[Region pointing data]
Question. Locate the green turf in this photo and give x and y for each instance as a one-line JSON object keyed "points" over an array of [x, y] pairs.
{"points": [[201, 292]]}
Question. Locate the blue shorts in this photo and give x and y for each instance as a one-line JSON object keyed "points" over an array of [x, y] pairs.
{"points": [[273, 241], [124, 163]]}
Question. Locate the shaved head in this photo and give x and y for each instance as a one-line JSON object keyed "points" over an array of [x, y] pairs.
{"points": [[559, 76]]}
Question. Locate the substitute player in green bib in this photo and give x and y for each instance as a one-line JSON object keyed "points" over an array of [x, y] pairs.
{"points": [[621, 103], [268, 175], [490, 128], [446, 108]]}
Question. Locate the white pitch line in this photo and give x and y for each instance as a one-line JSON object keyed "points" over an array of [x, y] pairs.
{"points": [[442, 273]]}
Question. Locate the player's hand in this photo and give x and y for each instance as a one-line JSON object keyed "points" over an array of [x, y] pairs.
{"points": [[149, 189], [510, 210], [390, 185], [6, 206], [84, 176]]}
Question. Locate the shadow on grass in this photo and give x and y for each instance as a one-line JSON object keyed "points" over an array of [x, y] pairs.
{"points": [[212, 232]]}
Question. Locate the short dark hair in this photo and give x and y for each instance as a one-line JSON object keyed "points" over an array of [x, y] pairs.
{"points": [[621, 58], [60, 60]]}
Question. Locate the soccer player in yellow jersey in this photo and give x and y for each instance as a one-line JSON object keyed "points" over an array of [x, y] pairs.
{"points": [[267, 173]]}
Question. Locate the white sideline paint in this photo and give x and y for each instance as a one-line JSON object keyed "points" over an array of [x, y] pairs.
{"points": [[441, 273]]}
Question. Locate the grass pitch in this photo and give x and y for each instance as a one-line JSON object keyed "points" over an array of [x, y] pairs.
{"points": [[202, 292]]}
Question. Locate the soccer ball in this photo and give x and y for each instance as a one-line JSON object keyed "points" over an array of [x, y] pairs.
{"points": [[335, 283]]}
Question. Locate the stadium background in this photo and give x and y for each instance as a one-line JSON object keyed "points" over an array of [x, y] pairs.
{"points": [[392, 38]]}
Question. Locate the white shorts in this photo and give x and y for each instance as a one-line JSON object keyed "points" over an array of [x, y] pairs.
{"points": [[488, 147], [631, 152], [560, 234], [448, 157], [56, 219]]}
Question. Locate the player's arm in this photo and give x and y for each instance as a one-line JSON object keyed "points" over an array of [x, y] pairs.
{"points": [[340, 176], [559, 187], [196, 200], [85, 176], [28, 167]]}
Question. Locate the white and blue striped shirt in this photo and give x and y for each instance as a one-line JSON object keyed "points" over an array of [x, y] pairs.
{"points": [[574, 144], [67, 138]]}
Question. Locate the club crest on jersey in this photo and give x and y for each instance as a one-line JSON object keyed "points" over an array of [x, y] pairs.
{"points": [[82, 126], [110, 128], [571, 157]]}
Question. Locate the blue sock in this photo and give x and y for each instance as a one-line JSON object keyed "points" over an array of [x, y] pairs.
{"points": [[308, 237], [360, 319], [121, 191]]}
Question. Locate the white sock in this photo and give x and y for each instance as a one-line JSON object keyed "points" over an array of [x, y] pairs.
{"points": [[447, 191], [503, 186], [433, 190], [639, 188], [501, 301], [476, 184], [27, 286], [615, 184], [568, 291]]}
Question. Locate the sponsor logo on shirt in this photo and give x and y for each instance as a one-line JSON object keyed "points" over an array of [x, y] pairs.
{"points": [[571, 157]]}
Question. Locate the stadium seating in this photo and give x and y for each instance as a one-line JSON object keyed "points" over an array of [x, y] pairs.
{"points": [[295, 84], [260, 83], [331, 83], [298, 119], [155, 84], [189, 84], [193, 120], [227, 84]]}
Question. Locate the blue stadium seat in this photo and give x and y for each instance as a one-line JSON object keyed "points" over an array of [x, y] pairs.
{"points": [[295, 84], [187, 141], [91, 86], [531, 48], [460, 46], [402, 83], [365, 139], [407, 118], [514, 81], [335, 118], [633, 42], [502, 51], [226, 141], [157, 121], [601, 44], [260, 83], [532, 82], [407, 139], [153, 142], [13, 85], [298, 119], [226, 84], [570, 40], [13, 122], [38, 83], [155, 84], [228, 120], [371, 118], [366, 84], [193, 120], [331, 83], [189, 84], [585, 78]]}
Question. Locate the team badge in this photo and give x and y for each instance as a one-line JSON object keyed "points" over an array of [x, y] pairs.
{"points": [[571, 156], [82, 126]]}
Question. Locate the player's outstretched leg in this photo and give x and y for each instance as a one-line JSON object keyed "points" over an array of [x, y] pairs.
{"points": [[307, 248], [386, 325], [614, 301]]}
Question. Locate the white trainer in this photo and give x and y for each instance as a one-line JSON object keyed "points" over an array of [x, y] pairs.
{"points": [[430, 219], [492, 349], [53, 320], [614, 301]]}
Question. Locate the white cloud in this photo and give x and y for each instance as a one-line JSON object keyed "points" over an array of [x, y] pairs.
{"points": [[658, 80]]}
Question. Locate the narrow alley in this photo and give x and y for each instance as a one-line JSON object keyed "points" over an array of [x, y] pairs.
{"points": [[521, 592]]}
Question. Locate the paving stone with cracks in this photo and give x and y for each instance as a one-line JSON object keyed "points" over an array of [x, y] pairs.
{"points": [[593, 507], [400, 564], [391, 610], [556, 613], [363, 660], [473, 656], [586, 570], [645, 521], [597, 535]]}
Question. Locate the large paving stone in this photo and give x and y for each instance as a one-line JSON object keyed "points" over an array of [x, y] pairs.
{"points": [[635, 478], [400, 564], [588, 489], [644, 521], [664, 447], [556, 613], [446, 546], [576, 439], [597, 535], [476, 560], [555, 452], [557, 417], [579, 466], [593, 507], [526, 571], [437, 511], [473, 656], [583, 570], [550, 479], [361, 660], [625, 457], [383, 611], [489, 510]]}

(TASK BRIEF) Print the entries once more, identical in every line.

(ANSWER TO THIS TASK)
Question. Locate the green turf in this photo and give x and y for each instance as a one-line JSON object keyed "points" over an array of [x, y] pairs.
{"points": [[201, 292]]}
Question. Locate the blue shorts in this photo and give x and y for each instance as a one-line JSON object keyed "points" over an array of [x, y] pairs.
{"points": [[273, 241], [124, 163]]}
Question. Locate the shaved head in this photo and give x and y for each instance as a one-line JSON object keyed "points" over an array of [x, y] pairs.
{"points": [[559, 76]]}
Question. Locate the substitute player in green bib in this photo and give x and y for each instance as a one-line JSON object keyed "points" over an array of [x, y] pairs.
{"points": [[621, 103], [268, 175], [490, 128], [446, 108]]}
Question. Locate the white pitch line in this photo and give x and y for each instance as a one-line JSON object keyed "points" over an array of [x, y] pairs.
{"points": [[442, 273]]}
Question. Locate the player's hand in this photo and give x and y for each instance as a one-line JSON object keyed "points" over an array of [x, y] pairs.
{"points": [[149, 189], [510, 210], [390, 185], [6, 206], [84, 176]]}
Question. Locate the shadow on grass in this photo and give x and y for each instance as a one-line JSON object keyed "points" over an array of [x, y] pairs.
{"points": [[212, 232]]}
Question. Locate the short dark hair in this photo and give x and y for each instance as a one-line JSON object keyed "points" over an array of [x, y] pairs.
{"points": [[621, 58], [60, 60]]}
Question. Locate the soccer player in yellow jersey in this photo and give x and y for each instance as a one-line JSON object keyed "points" over an array of [x, y] pairs.
{"points": [[267, 173]]}
Question. Locate the white sideline paint in this photo and give x and y for each instance as a one-line JSON object keyed "points" over an array of [x, y] pairs.
{"points": [[441, 273]]}
Question. Locate the grass pitch in this photo and give x and y for each instance as a one-line JSON object keyed "points" over an array of [x, y] pairs.
{"points": [[202, 292]]}
Question. Locate the soccer ball in this photo and give x and y for each instance as a one-line JSON object keyed "points" over an array of [x, y] pairs.
{"points": [[335, 283]]}
Question. Locate the stadium background in this photo and give x and y for each instance as a one-line JSON object keyed "points" over an array of [x, y] pairs.
{"points": [[392, 38]]}
Question. Locate the white shorts in this photo and give x and y for each instance as a one-line JSON object keyed "points" over an array of [x, y] pairs.
{"points": [[488, 147], [631, 152], [560, 234], [448, 157], [56, 219]]}
Question. Locate the player's arm in this photo and give x and y for each instance as a one-line JSON object keyed "points" over an array of [x, y] pairs.
{"points": [[340, 176], [559, 187], [196, 200], [85, 176], [28, 167]]}
Question. Locate the white and blue striped shirt in this photo and give x and y for each instance as a one-line JSON object keyed "points" over an array of [x, y] pairs.
{"points": [[574, 144], [67, 138]]}
Question. Locate the club crest on jersey in this photo and give x and y for each instance as a one-line JSON object keyed "points" over an array of [x, y] pairs.
{"points": [[82, 126], [110, 128], [571, 157]]}
Question. Locate the blue sock in this photo and give x and y for each instance as a one-line JSON object keyed "points" over an array of [x, y] pairs.
{"points": [[308, 237], [360, 319], [121, 191]]}
Question. Locate the white sock in this photo and give x and y for each instance as a one-line JSON object keyed "points" over an array of [x, y] pairs.
{"points": [[447, 191], [503, 186], [433, 190], [639, 188], [501, 301], [476, 184], [27, 286], [615, 184], [568, 291]]}
Question. Locate the sponsor logo on shirt in this photo and give x and y for each instance as a one-line JSON object keyed "points" over an array of [x, y] pairs.
{"points": [[571, 157]]}
Question. Locate the stadium seating in this photo and give x and y for each instance as a one-line JSON object keyed "points" over an array of [x, y] pairs.
{"points": [[295, 84], [260, 83], [331, 83], [298, 119], [155, 84], [189, 84], [193, 120], [227, 84]]}
Question. Locate the blue stadium seat in this photo and give x and y for each instance as a one-line JSON object keyed "points" over an array of [x, y] pairs.
{"points": [[295, 84], [187, 141], [91, 86], [531, 48], [460, 46], [402, 83], [365, 139], [407, 118], [514, 81], [335, 118], [633, 42], [502, 51], [226, 141], [157, 121], [601, 44], [260, 83], [532, 82], [407, 139], [153, 142], [13, 85], [298, 119], [226, 84], [570, 40], [13, 122], [38, 83], [155, 84], [228, 120], [371, 118], [366, 84], [193, 120], [331, 83], [189, 84], [585, 78]]}
Question. Locate the team badge in this photo and give x and y for each instance as a one-line JSON object keyed "points" over an array of [x, y] pairs.
{"points": [[571, 156], [82, 126]]}
Question. Locate the player's outstretched leg in this photo and give x and y for each instance as a one-line JSON object keyed "points" over an array of [x, y] pairs.
{"points": [[307, 248], [386, 325], [614, 301]]}
Question. Locate the white trainer in this photo and give x and y for each instance as a one-line JSON object keyed "points" over an array of [x, y] pairs.
{"points": [[430, 219], [492, 349], [53, 320], [614, 301]]}
Question. Locate the white cloud in this photo and give x and y for each instance as a one-line JSON object keyed "points" over an array of [x, y] pairs.
{"points": [[658, 80]]}
Question. Locate the narrow alley in this photo and give x and y for each instance as a one-line JSON object keyed "points" over an array of [x, y] pairs.
{"points": [[521, 592]]}
Question. Locate the paving stone with cracks in this photo and give x and y for each instance as a one-line JSON object keyed "points" over an array of [x, y] pairs.
{"points": [[593, 507], [400, 564], [391, 610], [556, 613], [363, 660], [473, 656], [586, 570], [645, 521], [597, 535]]}
Question. Locate the large paving stone in this photo and give x and y for each instance as a one-line JSON object keyed "points" over an array of [x, y] pairs.
{"points": [[635, 478], [400, 564], [588, 489], [644, 521], [664, 447], [556, 613], [446, 546], [576, 439], [597, 535], [476, 560], [555, 452], [557, 417], [579, 466], [593, 507], [526, 571], [437, 511], [473, 656], [583, 570], [550, 479], [361, 660], [625, 457], [383, 611], [489, 510]]}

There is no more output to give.